Where does the word "cloud" occur in the entries below? Copy every line that has it.

━━━ Dataset content ━━━

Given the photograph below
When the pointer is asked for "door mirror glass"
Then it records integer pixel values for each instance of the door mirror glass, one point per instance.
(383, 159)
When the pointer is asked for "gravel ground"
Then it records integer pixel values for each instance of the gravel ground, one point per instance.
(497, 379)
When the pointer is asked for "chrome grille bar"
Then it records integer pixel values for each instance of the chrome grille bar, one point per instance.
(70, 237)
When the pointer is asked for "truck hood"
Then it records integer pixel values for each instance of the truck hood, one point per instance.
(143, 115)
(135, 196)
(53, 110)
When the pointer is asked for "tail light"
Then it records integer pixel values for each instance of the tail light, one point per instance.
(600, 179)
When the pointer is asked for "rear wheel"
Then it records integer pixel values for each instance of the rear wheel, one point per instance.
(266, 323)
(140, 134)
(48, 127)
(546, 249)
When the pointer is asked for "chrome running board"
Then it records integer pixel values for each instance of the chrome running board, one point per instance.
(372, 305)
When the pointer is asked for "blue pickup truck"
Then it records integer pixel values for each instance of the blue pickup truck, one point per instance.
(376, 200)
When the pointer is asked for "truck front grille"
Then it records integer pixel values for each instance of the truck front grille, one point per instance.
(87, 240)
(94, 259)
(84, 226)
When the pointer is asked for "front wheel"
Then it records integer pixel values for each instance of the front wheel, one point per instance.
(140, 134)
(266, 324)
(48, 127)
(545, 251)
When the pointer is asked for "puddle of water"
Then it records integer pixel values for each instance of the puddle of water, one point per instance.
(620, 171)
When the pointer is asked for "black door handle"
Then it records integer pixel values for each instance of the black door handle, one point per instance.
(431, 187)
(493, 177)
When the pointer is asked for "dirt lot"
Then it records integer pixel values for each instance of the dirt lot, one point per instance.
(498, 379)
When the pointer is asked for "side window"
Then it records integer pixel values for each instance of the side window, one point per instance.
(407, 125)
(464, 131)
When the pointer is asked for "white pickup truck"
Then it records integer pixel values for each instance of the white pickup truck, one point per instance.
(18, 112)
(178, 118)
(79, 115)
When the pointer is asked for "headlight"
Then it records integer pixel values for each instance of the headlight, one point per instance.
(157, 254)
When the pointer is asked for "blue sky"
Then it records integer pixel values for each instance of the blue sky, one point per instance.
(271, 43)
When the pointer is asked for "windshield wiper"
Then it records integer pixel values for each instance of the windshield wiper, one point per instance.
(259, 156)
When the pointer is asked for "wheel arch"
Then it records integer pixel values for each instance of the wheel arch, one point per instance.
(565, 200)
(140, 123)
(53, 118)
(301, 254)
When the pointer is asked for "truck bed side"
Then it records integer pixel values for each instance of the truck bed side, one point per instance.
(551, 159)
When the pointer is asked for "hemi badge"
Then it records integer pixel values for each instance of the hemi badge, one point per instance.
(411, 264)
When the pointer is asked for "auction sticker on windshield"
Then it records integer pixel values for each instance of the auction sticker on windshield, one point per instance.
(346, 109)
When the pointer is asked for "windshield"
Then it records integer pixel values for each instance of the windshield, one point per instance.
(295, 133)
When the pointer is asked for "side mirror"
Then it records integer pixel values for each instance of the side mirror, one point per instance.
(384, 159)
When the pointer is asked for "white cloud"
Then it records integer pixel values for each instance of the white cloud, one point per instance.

━━━

● **Solved problem**
When the pointer is asked for "white cloud"
Then it records integer pixel values for each instance of the white cloud, one point per instance.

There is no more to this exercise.